=== RECORDS FOR THE EXERCISE ===
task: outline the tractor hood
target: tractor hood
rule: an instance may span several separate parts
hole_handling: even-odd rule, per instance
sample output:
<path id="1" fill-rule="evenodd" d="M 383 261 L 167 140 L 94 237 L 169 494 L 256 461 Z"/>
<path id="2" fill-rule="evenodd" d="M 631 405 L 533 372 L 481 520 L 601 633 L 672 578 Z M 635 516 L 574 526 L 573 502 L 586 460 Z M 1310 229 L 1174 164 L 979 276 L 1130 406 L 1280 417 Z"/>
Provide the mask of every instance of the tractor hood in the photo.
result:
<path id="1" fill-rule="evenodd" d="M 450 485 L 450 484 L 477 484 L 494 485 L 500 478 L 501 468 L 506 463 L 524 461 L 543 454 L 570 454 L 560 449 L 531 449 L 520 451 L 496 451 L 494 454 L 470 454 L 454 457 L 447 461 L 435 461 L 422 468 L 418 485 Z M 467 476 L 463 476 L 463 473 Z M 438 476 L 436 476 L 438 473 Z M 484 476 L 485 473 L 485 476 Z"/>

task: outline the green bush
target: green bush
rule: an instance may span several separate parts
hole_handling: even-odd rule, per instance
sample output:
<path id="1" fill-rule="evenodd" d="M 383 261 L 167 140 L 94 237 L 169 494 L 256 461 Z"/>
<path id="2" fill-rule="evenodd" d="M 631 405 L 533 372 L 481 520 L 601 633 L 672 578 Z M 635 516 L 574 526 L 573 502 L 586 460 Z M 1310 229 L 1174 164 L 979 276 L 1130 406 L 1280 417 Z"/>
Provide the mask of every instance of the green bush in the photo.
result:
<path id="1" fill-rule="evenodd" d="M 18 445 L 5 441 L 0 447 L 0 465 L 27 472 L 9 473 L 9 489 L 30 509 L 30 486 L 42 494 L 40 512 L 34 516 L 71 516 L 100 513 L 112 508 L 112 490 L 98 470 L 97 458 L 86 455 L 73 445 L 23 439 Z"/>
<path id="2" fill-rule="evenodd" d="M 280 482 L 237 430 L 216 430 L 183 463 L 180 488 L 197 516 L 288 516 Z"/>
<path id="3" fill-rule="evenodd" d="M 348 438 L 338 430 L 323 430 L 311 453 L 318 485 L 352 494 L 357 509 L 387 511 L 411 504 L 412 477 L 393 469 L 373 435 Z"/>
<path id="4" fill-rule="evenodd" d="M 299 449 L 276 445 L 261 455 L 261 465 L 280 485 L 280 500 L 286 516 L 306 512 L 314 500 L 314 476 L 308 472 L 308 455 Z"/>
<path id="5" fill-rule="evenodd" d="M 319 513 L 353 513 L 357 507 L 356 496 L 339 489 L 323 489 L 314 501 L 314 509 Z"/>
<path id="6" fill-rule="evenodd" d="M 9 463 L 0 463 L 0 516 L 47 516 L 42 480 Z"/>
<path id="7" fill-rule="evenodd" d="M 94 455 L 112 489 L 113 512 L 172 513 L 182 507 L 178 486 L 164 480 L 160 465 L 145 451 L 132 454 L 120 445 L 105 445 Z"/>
===
WHAT YOU ARE ASKED TO DO
Copy all of the material above line for line, leaving every character unchanged.

WRITTEN ANSWER
task: outline the tractor hood
target: tractor hood
rule: an instance may span several separate parts
hole_handling: even-odd rule, per instance
sample output:
<path id="1" fill-rule="evenodd" d="M 383 261 L 167 140 L 94 237 L 169 494 L 256 461 Z"/>
<path id="2" fill-rule="evenodd" d="M 631 405 L 533 372 L 481 520 L 601 633 L 672 578 Z M 635 516 L 574 526 L 573 502 L 586 460 Z M 1310 229 L 1174 164 L 979 276 L 1130 406 L 1280 417 Z"/>
Provide the mask of every instance of the tractor hood in the photo.
result:
<path id="1" fill-rule="evenodd" d="M 450 485 L 450 484 L 477 484 L 494 485 L 500 478 L 501 468 L 506 463 L 524 461 L 543 454 L 570 454 L 560 449 L 531 449 L 520 451 L 496 451 L 494 454 L 470 454 L 454 457 L 447 461 L 435 461 L 422 468 L 418 485 Z M 467 476 L 463 476 L 463 473 Z M 438 476 L 436 476 L 438 473 Z M 484 476 L 485 473 L 485 476 Z"/>

task: outline the green bush
target: green bush
rule: an instance may span several separate parts
hole_handling: even-odd rule, per instance
sample output:
<path id="1" fill-rule="evenodd" d="M 383 261 L 167 140 L 94 237 L 169 494 L 256 461 Z"/>
<path id="2" fill-rule="evenodd" d="M 631 405 L 533 372 L 481 520 L 601 633 L 672 578 Z M 635 516 L 574 526 L 573 502 L 586 460 Z M 1310 229 L 1174 164 L 979 276 L 1130 406 L 1280 417 Z"/>
Provide the mask of every instance of the green bush in the photo.
result:
<path id="1" fill-rule="evenodd" d="M 18 445 L 5 441 L 0 447 L 0 465 L 27 472 L 9 473 L 9 489 L 30 509 L 30 486 L 42 494 L 40 512 L 34 516 L 71 516 L 100 513 L 112 508 L 112 490 L 98 470 L 97 458 L 86 455 L 73 445 L 23 439 Z"/>
<path id="2" fill-rule="evenodd" d="M 280 482 L 237 430 L 216 430 L 183 463 L 180 488 L 197 516 L 288 516 Z"/>
<path id="3" fill-rule="evenodd" d="M 348 438 L 338 430 L 323 430 L 311 453 L 318 485 L 352 494 L 357 509 L 387 511 L 411 504 L 412 477 L 393 469 L 373 435 Z"/>
<path id="4" fill-rule="evenodd" d="M 299 449 L 276 445 L 261 455 L 261 465 L 280 485 L 280 500 L 286 516 L 306 512 L 314 500 L 314 476 L 308 472 L 308 455 Z"/>
<path id="5" fill-rule="evenodd" d="M 319 513 L 353 513 L 357 507 L 356 496 L 339 489 L 323 489 L 314 501 L 314 509 Z"/>
<path id="6" fill-rule="evenodd" d="M 9 463 L 0 463 L 0 516 L 47 516 L 42 480 Z"/>
<path id="7" fill-rule="evenodd" d="M 94 455 L 112 489 L 113 512 L 172 513 L 182 507 L 178 486 L 164 480 L 160 465 L 145 451 L 132 454 L 120 445 L 105 445 Z"/>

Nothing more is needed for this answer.